(MATERIAL TO PROCESS)

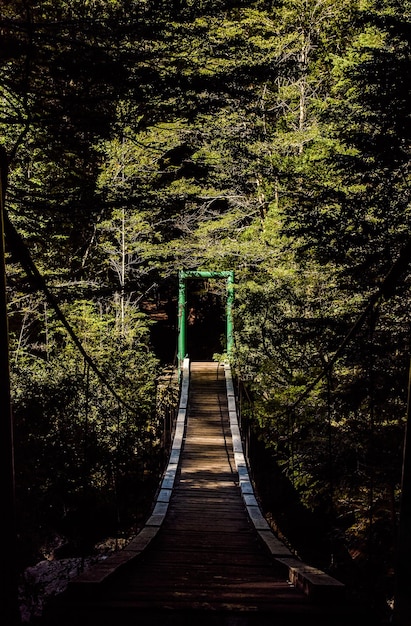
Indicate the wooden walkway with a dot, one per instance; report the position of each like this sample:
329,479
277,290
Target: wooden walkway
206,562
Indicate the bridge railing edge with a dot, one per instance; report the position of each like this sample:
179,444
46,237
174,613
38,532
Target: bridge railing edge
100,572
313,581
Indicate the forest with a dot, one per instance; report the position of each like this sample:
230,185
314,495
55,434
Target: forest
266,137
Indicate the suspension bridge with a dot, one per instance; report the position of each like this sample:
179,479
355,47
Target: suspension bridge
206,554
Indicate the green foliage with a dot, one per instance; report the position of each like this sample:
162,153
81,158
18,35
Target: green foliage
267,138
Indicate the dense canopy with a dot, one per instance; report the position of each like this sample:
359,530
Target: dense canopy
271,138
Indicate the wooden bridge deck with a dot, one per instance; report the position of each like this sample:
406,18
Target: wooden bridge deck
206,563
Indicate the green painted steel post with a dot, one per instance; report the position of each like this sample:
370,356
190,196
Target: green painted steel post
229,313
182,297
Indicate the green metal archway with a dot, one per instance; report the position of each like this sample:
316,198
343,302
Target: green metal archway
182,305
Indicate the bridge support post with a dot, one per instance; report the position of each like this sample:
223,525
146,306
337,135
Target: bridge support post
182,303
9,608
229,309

(End MATERIAL TO PROCESS)
(MATERIAL TO PROCESS)

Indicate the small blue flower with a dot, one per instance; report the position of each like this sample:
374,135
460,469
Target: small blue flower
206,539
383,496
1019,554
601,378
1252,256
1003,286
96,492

(End MATERIAL TO PROCESS)
(MATERIAL TO PROCESS)

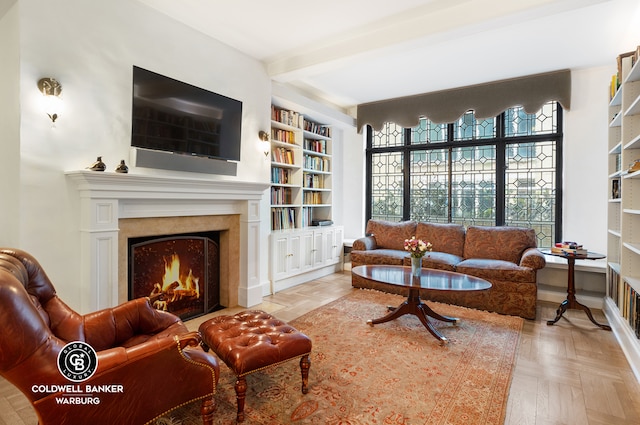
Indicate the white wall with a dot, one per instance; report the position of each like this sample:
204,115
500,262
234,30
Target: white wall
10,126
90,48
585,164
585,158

(End MATERIAL TO PROCESS)

• [AIM OF THE TASK]: Where a line in the entries holds the word "sample", copy that line.

• [RESULT BELOW]:
Indicate the wooden walkway with a dot, one per instance; report the position of each like this sample:
Indicate the bridge railing edge with a dot, one per instance; report the position of each like this sample:
Indicate the forest with a dot, one per instance; report the position of each like this sample:
Indicate the suspension bridge with a dot, one per instance; report the position of each like this sample:
Indicate the green foliage with a dot, one per instance; report the position of each like this sample:
Indicate the dense canopy with a dot, one per instance; report the position of each like this sample:
Indicate the wooden bridge deck with a dot, one per instance; report the position of each like this sample:
Indicate the green painted steel post with a dot, one per instance; report the position of each like this sample:
Indicate the green metal archway with a dot, one per instance; report the position of each like this sample:
Indicate the bridge support post with a dot, one per instance; report the position of each like this sample:
Indicate the small blue flower with a dot, one per instance; report the position of each like this sample:
Indicate the white wall with a dot, one per instance; report the position of each like this sample:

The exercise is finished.